▶ _指示 1_
「front」という文字列を含む行をリストからすべて探し出し、一行ずつ書き写してください。

▶ _提供テキスト_
--------------------------------------------------

リンゴの唄

本日は所用のため、朝9時にウェスティに立ち寄った後、9時26分鳳発の京橋行き関空快速1両目に乗った。
水曜日、ということもあって、少年マガジンをいつもどおり購入。
もと漫画研究部部長である私にとって、こいつの購読だけは譲れない。
さて、電車内でこいつの朗読。
今号の表紙は
小倉優子
だったが、このテの記事は私の趣味にあわない。だからあっさりパス。
マガジンのよいところは読者に媚びないところだ。
ジャンプは、読者アンケートの結果で、新連載のテーマを決める。
マガジンは、社会へ訴えるメッセージ的なテーマの読み切り作品が多く、
今回の読み切り作品は、そのテーマが非常に重い。
東京大空襲
これが私の心の琴線に触れた。主人公は、あの昭和の名曲
リンゴの歌
を歌った並木路子さん。彼女の生涯を漫画にしたのだ。
個人的に思うが、この唄は本当にすごいと思う。
というのは、この唄が流行する数ヶ月前、このテの唄は日本では歌ってはいけなかったのだから。「月月火水木金金」だとか、「欲しがりません勝つまでは」など、戦争にからむ歌しか、歌ってはいけなかった。まさに、日本政府は国民を歌で洗脳していた、と言っても過言ではない。
ところが、このリンゴの歌はどうだ。
焼け野原で、失望・落胆している人々に、
実に叙情的な詩と、やさしいメロディーで、
これまでは痛む心にムチ打ち、嫌でも奮い立たせられた人々に、広く癒しを与えたのだ。

--------------------------------------------------

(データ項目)
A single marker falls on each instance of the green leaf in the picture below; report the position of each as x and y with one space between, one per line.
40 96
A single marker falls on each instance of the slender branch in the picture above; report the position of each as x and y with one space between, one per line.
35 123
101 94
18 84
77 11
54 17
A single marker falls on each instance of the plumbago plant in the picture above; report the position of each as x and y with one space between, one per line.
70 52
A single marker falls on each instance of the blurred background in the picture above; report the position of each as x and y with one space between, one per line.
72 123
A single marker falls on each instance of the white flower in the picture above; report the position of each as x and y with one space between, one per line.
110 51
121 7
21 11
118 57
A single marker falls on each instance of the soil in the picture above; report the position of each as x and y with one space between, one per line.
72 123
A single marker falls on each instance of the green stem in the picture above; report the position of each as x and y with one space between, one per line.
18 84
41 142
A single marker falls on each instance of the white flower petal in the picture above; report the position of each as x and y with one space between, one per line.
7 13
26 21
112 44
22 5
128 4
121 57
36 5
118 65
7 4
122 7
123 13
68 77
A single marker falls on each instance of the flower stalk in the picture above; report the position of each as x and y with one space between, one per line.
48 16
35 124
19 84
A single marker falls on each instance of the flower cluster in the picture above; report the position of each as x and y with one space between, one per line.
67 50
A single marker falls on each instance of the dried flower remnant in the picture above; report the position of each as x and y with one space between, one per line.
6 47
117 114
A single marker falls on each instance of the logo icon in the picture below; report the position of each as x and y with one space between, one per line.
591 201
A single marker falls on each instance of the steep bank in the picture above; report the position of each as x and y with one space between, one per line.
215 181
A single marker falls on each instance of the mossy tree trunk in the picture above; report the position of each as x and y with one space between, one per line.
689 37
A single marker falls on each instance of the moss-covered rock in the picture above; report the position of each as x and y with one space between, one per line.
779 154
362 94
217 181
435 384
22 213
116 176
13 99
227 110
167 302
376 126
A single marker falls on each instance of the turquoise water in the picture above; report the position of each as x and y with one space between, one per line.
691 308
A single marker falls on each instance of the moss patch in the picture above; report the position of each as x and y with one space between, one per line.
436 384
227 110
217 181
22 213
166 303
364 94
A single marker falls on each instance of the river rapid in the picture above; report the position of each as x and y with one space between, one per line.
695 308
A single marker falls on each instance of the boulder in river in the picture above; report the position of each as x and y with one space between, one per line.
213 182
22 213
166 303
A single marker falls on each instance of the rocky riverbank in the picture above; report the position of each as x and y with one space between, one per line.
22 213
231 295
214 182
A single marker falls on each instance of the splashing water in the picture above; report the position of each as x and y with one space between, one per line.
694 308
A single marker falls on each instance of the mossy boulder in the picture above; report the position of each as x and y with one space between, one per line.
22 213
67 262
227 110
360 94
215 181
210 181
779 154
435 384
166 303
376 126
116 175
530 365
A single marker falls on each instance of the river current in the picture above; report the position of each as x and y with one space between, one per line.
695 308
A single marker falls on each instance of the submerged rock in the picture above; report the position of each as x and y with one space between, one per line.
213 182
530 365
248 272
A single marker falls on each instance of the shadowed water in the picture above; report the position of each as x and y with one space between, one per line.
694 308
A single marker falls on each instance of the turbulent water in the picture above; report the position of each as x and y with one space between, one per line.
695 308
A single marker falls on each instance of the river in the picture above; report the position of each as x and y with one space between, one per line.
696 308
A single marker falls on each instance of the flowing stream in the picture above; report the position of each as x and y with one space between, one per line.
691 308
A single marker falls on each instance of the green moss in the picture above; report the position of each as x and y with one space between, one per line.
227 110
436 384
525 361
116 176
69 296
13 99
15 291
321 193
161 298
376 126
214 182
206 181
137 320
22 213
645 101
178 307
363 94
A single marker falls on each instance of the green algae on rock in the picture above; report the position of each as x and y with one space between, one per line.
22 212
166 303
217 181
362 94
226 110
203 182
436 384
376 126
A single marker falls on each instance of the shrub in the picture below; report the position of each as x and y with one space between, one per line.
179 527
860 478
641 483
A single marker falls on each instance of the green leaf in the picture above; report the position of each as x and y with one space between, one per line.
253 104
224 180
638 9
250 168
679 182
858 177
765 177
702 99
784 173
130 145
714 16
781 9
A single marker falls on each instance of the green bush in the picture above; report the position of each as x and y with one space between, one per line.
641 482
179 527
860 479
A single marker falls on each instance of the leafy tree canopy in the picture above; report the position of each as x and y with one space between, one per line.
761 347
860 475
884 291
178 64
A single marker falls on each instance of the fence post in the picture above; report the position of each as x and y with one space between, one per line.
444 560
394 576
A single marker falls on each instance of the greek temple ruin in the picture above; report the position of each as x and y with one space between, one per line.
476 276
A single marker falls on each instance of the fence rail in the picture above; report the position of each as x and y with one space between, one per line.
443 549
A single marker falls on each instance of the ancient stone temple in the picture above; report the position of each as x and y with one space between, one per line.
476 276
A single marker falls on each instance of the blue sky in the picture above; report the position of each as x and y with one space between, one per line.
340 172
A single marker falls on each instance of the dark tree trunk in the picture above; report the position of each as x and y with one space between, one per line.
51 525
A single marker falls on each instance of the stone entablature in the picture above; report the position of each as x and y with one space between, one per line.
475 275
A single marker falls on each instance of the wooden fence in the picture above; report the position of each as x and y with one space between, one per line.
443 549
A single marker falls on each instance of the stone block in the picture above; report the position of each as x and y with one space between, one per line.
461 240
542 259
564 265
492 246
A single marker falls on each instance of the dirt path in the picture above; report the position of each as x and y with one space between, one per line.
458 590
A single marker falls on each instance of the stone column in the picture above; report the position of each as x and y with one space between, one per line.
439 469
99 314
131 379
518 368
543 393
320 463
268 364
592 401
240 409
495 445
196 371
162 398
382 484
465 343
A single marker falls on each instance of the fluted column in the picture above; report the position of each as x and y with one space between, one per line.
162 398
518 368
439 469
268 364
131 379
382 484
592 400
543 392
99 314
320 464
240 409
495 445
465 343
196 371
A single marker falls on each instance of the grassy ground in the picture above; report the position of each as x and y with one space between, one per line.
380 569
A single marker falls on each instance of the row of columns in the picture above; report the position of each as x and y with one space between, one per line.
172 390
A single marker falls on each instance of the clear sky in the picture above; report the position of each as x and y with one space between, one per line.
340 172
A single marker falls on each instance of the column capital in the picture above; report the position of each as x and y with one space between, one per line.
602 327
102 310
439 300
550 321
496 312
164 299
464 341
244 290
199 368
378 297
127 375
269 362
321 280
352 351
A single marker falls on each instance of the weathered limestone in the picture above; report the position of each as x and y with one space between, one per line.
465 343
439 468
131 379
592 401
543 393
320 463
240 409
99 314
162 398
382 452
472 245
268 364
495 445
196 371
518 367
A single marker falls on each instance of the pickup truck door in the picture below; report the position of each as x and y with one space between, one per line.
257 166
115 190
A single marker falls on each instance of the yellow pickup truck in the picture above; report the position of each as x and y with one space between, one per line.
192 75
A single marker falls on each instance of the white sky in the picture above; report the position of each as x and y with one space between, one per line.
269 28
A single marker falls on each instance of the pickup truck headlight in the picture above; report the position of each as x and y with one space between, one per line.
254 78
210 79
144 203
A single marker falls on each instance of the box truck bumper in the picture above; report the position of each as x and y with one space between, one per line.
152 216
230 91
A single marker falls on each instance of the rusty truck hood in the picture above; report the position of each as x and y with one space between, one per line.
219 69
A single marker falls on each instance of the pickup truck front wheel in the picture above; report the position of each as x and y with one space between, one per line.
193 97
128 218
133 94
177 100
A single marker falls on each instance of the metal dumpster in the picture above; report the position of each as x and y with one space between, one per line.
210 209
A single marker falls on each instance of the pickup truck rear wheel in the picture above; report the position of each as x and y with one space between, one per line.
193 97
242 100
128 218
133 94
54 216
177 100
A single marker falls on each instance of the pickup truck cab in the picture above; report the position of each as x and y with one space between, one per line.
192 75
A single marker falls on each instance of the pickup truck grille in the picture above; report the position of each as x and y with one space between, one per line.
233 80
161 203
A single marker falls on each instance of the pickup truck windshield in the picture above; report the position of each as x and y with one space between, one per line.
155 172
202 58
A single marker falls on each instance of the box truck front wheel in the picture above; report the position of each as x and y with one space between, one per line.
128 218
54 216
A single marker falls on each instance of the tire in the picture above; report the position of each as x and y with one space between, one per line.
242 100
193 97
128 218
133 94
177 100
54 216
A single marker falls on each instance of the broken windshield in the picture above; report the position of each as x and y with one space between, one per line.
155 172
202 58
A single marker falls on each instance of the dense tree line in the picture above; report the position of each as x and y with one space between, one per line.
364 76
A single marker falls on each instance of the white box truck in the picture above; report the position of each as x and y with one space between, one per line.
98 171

--------------------------------------------------

▶ _指示 2_
上にあるリンゴの唄についての文章を、最後の文の後から引き継いで書き進めてください。

▶ _実行結果 1_
A single marker falls on each instance of the pickup truck front wheel in the picture above; report the position of each as x and y with one space between, one per line.
A single marker falls on each instance of the box truck front wheel in the picture above; report the position of each as x and y with one space between, one per line.

▶ _実行結果 2_
癒すどころか、復興していく日本を支えた唄、と言っても過言ではないはずだ。
メディアの媒介なしに、大ヒットをしたことはすごいと思うし、
すごいと思う反面、この曲ならば当然とも思える。

私はオヤジと言っても戦争は知らない。
しかし、中学のときの社会の先生が非常によい先生で、
私に夏休みの自由研究の課題として原爆のレポートを書かせた。
被爆した土地と焼け爛れた肉体を残酷にさらす数々の写真集を提供された。
それを見たとき、実に戦争はひどいものだ、と思い知らされた。
だから、敗戦直後の日本が、どんな状態であったのか、なんとなくイメージが沸く。
戦後の復興を支えた、リンゴの歌。
残念ながら、私はこの曲の一番しか口ずさめないが、
本当にいい曲だと思う。なんとなく、涙腺が緩んでしまう。
敗戦直後の人たちの苦労は計り知れないだろう。
だが、この唄にこめられた、さまざまな人のさまざまな思いの少しくらいは理解したい。
・・・ううむ。今日はただの漫画の話から、ずいぶん重い内容になってしまった。
・・・今、それでも世界に戦争は絶えない。
戦争に至らずとも、私達の身近な人同士でも、大なり小なりのいざこざも、絶えない。
つくづく、人間は罪人なのだと思い知る。自分も含めて・・・。

さて、今夜はリンゴの歌を口ずさみ、就寝するとしましょう。
でわ。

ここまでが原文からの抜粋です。